What to produce =
Return every line of the entries below that contains the word "building", with case counting.

Provided entries =
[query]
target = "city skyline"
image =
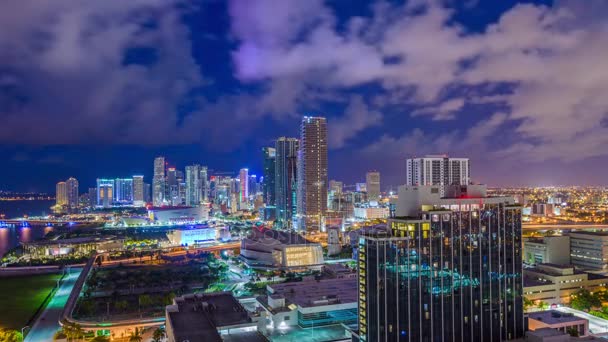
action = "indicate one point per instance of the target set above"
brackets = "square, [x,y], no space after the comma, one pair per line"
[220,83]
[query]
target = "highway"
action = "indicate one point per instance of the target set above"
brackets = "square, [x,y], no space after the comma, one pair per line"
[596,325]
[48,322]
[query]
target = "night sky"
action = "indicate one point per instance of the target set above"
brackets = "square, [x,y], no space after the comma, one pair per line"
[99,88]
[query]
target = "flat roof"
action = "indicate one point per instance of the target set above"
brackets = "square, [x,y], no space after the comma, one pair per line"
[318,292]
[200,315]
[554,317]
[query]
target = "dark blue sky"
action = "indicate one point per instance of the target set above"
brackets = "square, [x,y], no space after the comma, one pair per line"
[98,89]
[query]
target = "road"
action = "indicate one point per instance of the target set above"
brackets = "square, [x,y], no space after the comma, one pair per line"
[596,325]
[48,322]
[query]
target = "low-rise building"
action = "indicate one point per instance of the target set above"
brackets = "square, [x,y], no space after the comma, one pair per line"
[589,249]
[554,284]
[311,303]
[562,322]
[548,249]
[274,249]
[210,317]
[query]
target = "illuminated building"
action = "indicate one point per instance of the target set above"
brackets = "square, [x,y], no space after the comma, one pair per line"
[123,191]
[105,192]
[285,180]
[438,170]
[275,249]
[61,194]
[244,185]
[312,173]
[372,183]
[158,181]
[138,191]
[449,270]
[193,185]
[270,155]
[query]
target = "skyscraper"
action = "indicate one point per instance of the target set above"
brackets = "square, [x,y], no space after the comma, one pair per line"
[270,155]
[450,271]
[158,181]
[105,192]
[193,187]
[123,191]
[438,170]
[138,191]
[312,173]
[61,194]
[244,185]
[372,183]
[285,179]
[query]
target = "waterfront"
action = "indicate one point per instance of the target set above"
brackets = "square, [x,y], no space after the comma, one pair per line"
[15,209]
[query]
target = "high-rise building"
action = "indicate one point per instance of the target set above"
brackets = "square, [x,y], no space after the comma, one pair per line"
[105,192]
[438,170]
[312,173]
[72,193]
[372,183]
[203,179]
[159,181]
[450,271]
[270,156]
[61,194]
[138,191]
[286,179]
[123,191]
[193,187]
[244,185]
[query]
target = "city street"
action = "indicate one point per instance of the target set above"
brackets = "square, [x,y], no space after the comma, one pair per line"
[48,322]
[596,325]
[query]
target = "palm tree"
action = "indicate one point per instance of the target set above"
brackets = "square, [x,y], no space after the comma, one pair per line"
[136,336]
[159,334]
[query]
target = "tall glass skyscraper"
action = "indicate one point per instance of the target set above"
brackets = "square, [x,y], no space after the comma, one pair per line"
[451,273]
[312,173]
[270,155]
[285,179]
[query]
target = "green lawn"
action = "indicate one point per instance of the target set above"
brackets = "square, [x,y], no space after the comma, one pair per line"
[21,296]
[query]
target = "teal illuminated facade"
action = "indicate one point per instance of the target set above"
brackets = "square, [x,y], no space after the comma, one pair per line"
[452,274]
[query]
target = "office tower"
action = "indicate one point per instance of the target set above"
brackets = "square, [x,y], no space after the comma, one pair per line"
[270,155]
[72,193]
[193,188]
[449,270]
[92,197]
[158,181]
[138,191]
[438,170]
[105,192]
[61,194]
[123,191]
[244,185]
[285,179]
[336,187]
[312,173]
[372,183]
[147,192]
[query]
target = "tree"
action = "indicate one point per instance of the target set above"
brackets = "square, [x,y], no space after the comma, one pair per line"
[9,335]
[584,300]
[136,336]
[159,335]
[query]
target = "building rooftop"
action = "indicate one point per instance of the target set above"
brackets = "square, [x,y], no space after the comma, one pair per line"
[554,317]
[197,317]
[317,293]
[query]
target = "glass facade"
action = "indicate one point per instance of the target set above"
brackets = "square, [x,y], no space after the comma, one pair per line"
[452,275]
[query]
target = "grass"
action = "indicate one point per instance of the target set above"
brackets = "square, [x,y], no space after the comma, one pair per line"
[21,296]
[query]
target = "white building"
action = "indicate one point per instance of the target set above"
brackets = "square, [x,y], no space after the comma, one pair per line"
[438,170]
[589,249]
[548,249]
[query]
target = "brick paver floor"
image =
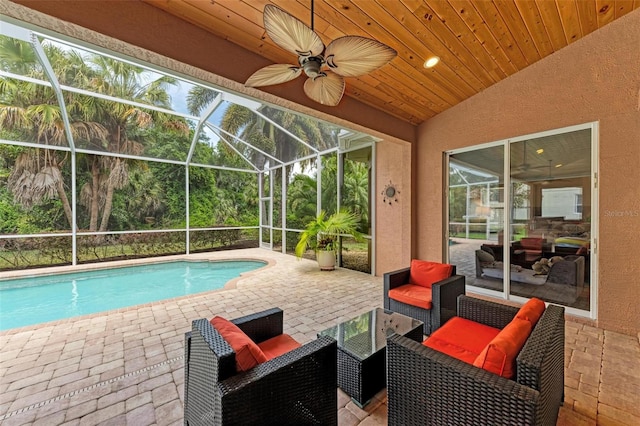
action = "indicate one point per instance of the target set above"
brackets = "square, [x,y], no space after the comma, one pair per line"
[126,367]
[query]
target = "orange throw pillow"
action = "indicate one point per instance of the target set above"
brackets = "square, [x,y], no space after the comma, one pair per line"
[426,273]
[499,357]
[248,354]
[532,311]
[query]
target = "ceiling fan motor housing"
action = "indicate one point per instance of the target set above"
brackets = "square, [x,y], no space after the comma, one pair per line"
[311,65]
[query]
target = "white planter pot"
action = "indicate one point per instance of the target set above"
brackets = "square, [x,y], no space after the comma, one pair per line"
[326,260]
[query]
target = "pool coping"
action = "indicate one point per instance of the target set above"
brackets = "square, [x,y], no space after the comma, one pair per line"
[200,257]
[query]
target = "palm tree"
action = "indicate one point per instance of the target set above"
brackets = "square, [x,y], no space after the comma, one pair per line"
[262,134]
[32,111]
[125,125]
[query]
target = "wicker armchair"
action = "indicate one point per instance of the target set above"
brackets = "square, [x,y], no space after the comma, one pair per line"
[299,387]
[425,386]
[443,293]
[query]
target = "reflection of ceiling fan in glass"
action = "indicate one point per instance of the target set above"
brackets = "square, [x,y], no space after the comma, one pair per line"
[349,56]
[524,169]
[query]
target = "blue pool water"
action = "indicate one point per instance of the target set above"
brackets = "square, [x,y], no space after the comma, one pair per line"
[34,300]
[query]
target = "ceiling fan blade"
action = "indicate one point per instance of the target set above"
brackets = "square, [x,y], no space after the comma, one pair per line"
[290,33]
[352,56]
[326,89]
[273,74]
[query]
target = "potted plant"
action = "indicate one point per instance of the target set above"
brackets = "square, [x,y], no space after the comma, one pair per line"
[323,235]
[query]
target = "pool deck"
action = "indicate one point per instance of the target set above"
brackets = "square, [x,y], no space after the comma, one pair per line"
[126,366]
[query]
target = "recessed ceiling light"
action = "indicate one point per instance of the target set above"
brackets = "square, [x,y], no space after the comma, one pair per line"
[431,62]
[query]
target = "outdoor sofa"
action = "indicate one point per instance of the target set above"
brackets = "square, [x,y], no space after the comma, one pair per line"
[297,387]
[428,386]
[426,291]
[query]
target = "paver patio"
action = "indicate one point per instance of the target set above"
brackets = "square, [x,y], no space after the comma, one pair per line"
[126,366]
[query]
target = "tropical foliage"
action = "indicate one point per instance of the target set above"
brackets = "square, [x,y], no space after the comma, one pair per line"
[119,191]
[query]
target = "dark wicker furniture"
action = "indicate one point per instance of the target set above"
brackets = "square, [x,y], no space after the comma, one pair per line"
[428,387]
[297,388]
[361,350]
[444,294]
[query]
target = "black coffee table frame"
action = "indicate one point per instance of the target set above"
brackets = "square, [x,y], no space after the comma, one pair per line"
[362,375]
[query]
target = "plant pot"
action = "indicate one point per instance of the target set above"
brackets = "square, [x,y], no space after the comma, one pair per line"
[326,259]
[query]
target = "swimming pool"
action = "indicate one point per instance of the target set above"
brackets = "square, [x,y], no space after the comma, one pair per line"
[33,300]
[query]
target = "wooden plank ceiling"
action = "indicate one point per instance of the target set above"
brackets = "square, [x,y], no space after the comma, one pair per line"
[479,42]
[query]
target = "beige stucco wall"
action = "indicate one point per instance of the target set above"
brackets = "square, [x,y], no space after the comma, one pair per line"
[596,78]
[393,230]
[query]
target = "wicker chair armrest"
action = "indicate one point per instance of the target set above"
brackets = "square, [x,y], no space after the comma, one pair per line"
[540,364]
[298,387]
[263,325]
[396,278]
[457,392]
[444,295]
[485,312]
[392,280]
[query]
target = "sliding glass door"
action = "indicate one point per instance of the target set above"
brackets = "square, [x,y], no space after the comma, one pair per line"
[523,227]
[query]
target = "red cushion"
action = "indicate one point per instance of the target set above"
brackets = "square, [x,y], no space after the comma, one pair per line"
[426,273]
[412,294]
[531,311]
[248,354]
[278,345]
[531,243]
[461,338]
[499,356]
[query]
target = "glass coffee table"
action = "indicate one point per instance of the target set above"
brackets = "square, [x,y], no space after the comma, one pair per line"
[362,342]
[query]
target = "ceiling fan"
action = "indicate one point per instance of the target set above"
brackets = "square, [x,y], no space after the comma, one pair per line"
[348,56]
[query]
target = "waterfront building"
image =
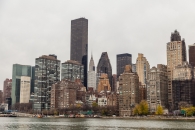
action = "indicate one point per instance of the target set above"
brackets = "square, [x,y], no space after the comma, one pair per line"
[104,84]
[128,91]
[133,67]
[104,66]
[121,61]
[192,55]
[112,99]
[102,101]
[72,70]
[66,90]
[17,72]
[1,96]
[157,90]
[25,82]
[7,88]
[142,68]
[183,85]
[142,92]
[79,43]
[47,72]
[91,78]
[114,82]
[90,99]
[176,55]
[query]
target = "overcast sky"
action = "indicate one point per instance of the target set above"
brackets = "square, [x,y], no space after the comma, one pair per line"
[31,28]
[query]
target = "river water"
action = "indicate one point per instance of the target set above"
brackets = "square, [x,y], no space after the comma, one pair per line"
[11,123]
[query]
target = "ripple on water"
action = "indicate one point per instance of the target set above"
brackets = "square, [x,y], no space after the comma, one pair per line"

Exercise response =
target = "low-rise building"
target = "illuminated building"
target = "high-rise building"
target = "building rooftop"
target = "white building"
target = "waterfront building"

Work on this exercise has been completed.